TASK — Only the pictures stay out; every record is to be quoted exactly.

** START ROWS **

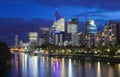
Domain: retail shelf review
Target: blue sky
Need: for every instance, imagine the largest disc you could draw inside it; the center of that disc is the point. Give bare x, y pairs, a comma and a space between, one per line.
22, 16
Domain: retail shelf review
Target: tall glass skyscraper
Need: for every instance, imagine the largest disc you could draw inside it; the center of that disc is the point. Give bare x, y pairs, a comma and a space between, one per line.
91, 27
72, 26
59, 22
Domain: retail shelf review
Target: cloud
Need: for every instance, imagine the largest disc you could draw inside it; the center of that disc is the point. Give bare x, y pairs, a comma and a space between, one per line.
105, 4
9, 27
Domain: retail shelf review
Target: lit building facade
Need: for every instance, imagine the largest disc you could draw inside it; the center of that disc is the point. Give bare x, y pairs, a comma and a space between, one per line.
46, 36
59, 38
78, 39
59, 22
33, 38
72, 26
111, 33
91, 33
91, 27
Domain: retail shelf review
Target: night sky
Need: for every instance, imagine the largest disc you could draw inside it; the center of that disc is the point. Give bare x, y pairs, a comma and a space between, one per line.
22, 16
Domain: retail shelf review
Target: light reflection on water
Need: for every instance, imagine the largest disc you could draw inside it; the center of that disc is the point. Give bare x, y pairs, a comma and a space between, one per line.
24, 65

** END ROWS **

THE RESULT —
Domain: retail shelf review
Target: blue sky
Need: for every instance, imagine the largest disc you could draw inside it; the center of that disc is the point. Give bare x, y pairs, a comma and a space between, one per line.
22, 16
Domain: retail shelf review
Target: tall glass skyscraper
Need: for every instance, imagine the largest disc you could draw inside it; the center of that disc is the point. Give bare x, y pairs, a comma and a space between, one per line.
91, 27
72, 26
59, 22
Domain: retail shelf review
Target: cloud
Need: for every instance, imagine the largest disc you could draw inside it; the center of that disc is the point. Give bare x, y pairs, a comma and a space between, one per line.
105, 4
9, 27
Domain: retail shelf review
Target: lit building facade
Need: for every instance, imagine the largest disc you could draw inside it; the center of that disc is the point. Give bare x, y pairs, a comma and a space between, one per line.
46, 36
59, 38
78, 39
59, 22
33, 38
72, 26
111, 33
91, 33
91, 27
Domain: retail shelf review
Target: night sky
Need: for every instance, imagine the largest disc you could draw inside it; the center of that disc is the point. Give bare x, y pairs, a comma and a space between, one per line.
22, 16
Domain: retail shelf review
Target: light reflection on water
Need: for every instance, imagine the largest disc you could draw inside it; the center of that disc is the point. Give bare x, y pairs, a comma and a space between, one per line.
24, 65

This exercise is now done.